Passage provided

It's easy to see why Hollywood types -- agents, producers, studio heads, and such -- identify with sharks: They're just so darned alike. You think, now here's a subject they really know something about. And, as a result, these shark movies ought to be great, right? Maybe even spectacularly, phenomenally great, right?

Wrong. After Steven Spielberg's original, which combined shock effects with comedy and grand sea adventure touches, the series has degenerated into your basic fish-bites-man story, with very few imaginative wrinkles.

The same is true of the latest of the bunch, "Jaws the Revenge." The problem starts with the title. It's not "Jaws IV: The Revenge," which packs sort of a punch. Or even "Jaws, the Revenge," which is, at least, grammatical. No, it's just plain old "Jaws the Revenge." Gets your blood up, don't it.

Actually the title should be "Jaws IV: Grandma's Revenge." Ellen Brody (Lorraine Gary), the mother and wife of Roy Scheider in the first film, is still living in Amity with one of her two sons, Sean (Mitchell Anderson), who, following in his father's footsteps, is the local deputy sheriff. Ever vigilant, he hops in his boat one night to free a log that has partially overturned a buoy, and -- well, let's just say he hadn't been listening to the sound track, which intercuts the strains of a children's choir singing "The First Noel" with the familiar ominous cello chords. First thing you know, it's chow time.

As a result of this tragedy, Grandma Brody becomes convinced that this beast has it in for her family -- underwater creatures are notorious for their ability to nurse grudges -- and so won't let any of her chickies go near the water. This is rather tough, though, because her other son, Michael (Lance Guest), is a marine biologist. (Not a lot of desk jobs in this field.) Still, the better part of the first half has Grandma badgering him with lines like "Michael, I want you out of the water, you hear?" To which you expect him to answer, "Ah, Ma, I waited an hour. Honest."

The second half of the film is taken up largely by people doing incredibly stupid things to put themselves in the path of this insatiable fishy. I mean, these folks are practically falling over each other to become shark bait. Fairly early on, the action shifts to the Bahamas, where Michael conducts his research. (He charts the movements of sea conchs.) And, naturally, the shark -- the same shark -- follows them, swimming all the way from Amity to the Caribbean. Unless of course he flew, which is the only way he could have gotten there in time.

What is there to say about the remainder of the story? Yes, Mother was right. The shark -- supposedly a relative of the one in the earlier film -- is mad at the Brodys and tries (unsuccessfully) to eat Michael. And (unsuccessfully, darn it) Grandma Brody's precious granddaughter, Thea (Judith Barsi). For Grandma, this is the final straw, so she hops in Michael's boat to go after this, this, this, fish!

What she plans on doing once she catches up with the monster I don't know, (these little details appear not to have mattered to the filmmakers), but she does manage to get at least one other person gobbled up, so you can see their motives. This, of course, is what we paid our money for -- to see young men and women gets chewed up real good. And chewed up they get. Real good.

The director, Joseph Sargent, doesn't bring out any of the possibilities in the material -- not even the scary ones. And Michael Caine is wasted, though not completely. He manages to provide at least a little suspense, even if it's the extracurricular sort, by raising the question: Will an Oscar winner be allowed to become fish food? Jaws the Revenge, at area theaters, is rated PG-13 and contains scenes of violent eating.

Data for review

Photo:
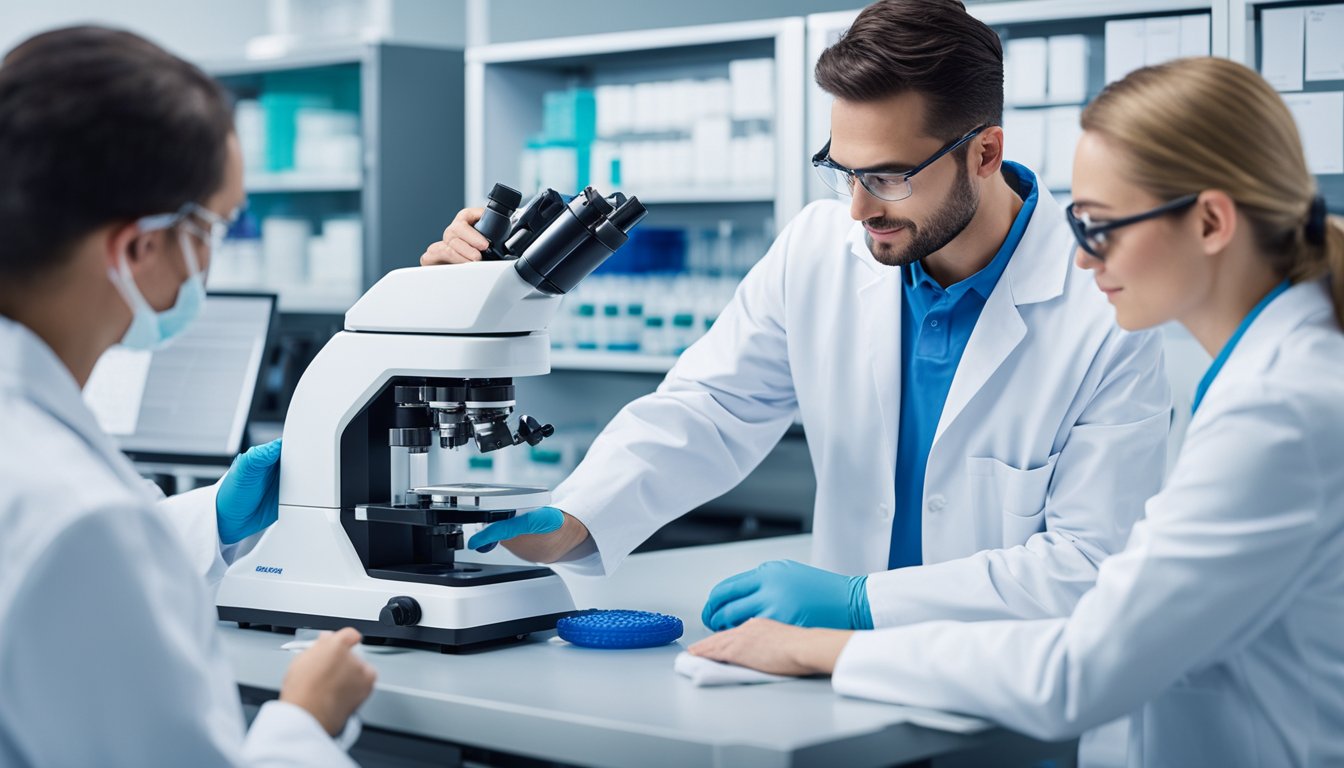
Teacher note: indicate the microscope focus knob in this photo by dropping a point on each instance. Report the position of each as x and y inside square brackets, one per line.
[399, 612]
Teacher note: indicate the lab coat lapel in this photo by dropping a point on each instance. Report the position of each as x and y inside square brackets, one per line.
[879, 312]
[39, 375]
[996, 335]
[1035, 272]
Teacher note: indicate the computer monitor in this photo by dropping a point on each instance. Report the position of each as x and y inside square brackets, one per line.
[190, 401]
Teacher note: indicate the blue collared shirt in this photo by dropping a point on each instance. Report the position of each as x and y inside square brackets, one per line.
[936, 323]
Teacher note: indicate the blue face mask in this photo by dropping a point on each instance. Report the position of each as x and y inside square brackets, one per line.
[151, 330]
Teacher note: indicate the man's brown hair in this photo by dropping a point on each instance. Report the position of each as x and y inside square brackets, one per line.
[933, 47]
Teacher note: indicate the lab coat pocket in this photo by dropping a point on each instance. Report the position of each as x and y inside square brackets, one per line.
[1014, 496]
[1190, 725]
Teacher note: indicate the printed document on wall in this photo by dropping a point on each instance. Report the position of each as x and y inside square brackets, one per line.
[1320, 120]
[1324, 34]
[1281, 47]
[1124, 47]
[1194, 35]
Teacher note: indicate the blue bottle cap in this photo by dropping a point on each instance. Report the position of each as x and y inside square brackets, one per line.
[620, 628]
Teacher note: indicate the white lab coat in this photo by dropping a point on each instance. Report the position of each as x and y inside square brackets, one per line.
[108, 644]
[1225, 612]
[1053, 435]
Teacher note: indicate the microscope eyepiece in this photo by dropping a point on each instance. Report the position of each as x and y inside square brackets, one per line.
[495, 221]
[504, 199]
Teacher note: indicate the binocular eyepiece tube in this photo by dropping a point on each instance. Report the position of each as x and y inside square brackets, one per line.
[557, 245]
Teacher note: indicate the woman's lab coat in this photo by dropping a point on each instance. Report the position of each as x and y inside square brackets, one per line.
[1051, 439]
[1221, 626]
[108, 644]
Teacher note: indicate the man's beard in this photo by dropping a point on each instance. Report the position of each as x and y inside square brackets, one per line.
[945, 225]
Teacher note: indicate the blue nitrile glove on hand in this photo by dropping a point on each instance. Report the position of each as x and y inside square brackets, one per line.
[249, 495]
[542, 521]
[793, 593]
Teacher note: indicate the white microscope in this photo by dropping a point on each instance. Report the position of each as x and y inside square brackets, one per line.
[366, 538]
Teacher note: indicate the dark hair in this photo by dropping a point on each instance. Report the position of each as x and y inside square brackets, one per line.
[933, 47]
[100, 125]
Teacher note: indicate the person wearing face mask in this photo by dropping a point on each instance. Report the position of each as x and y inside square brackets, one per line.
[1222, 622]
[120, 175]
[983, 436]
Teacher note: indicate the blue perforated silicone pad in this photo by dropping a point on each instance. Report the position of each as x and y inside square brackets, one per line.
[620, 630]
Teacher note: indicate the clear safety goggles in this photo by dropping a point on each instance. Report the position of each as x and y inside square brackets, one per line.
[882, 183]
[203, 223]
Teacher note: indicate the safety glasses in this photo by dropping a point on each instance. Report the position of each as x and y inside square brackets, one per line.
[1092, 236]
[882, 183]
[202, 222]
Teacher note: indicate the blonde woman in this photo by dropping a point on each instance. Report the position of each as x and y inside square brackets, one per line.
[1221, 626]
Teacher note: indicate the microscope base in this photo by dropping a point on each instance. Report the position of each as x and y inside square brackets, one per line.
[376, 632]
[304, 573]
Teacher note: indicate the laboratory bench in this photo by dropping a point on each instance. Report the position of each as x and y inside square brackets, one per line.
[544, 702]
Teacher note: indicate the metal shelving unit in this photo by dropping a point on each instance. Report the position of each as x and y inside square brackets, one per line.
[506, 82]
[407, 183]
[506, 89]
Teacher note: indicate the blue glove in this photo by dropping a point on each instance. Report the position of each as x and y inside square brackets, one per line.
[249, 495]
[543, 521]
[793, 593]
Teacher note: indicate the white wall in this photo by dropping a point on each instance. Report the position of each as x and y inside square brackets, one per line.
[194, 30]
[210, 30]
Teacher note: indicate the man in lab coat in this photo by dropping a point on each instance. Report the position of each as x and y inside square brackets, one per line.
[983, 436]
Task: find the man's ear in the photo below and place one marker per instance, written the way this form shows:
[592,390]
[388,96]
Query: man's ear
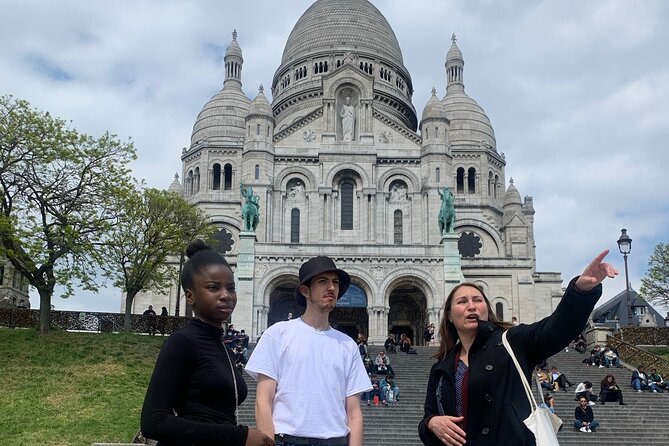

Activity
Reproduce the part of the review of "Jaws the Revenge" word for word, starting with "Actually the title" and going on through "it's chow time.".

Solution below
Actually the title should be "Jaws IV: Grandma's Revenge." Ellen Brody (Lorraine Gary), the mother and wife of Roy Scheider in the first film, is still living in Amity with one of her two sons, Sean (Mitchell Anderson), who, following in his father's footsteps, is the local deputy sheriff. Ever vigilant, he hops in his boat one night to free a log that has partially overturned a buoy, and -- well, let's just say he hadn't been listening to the sound track, which intercuts the strains of a children's choir singing "The First Noel" with the familiar ominous cello chords. First thing you know, it's chow time.